[Records from a data collection]

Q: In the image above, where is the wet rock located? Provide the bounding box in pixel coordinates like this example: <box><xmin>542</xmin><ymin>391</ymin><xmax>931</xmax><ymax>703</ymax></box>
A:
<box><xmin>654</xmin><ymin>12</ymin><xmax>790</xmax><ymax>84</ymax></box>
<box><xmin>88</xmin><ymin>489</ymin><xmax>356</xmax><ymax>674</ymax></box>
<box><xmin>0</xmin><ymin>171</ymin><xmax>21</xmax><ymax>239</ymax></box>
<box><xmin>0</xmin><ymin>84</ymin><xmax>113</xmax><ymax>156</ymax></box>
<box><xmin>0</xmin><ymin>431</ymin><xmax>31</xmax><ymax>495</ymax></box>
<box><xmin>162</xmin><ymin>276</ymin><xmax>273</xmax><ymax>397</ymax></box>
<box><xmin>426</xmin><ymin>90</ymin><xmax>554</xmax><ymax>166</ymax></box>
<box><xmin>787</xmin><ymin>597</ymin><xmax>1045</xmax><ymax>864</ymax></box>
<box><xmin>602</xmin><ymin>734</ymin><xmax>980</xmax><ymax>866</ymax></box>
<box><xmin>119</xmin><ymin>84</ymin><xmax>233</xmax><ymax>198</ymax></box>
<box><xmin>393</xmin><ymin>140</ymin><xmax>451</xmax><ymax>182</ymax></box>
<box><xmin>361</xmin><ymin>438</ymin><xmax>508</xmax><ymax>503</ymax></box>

Activity: Write the entries again, exactly as they stand.

Answer space:
Q: In the image above, where is the wet rock located? Provide the bounding box in pixel coordinates like this example: <box><xmin>542</xmin><ymin>391</ymin><xmax>931</xmax><ymax>703</ymax></box>
A:
<box><xmin>654</xmin><ymin>12</ymin><xmax>790</xmax><ymax>84</ymax></box>
<box><xmin>88</xmin><ymin>489</ymin><xmax>356</xmax><ymax>674</ymax></box>
<box><xmin>0</xmin><ymin>171</ymin><xmax>21</xmax><ymax>239</ymax></box>
<box><xmin>0</xmin><ymin>84</ymin><xmax>113</xmax><ymax>156</ymax></box>
<box><xmin>0</xmin><ymin>431</ymin><xmax>31</xmax><ymax>495</ymax></box>
<box><xmin>162</xmin><ymin>276</ymin><xmax>273</xmax><ymax>397</ymax></box>
<box><xmin>426</xmin><ymin>90</ymin><xmax>554</xmax><ymax>166</ymax></box>
<box><xmin>787</xmin><ymin>597</ymin><xmax>1045</xmax><ymax>864</ymax></box>
<box><xmin>602</xmin><ymin>734</ymin><xmax>980</xmax><ymax>866</ymax></box>
<box><xmin>119</xmin><ymin>84</ymin><xmax>233</xmax><ymax>198</ymax></box>
<box><xmin>393</xmin><ymin>140</ymin><xmax>451</xmax><ymax>182</ymax></box>
<box><xmin>361</xmin><ymin>438</ymin><xmax>508</xmax><ymax>503</ymax></box>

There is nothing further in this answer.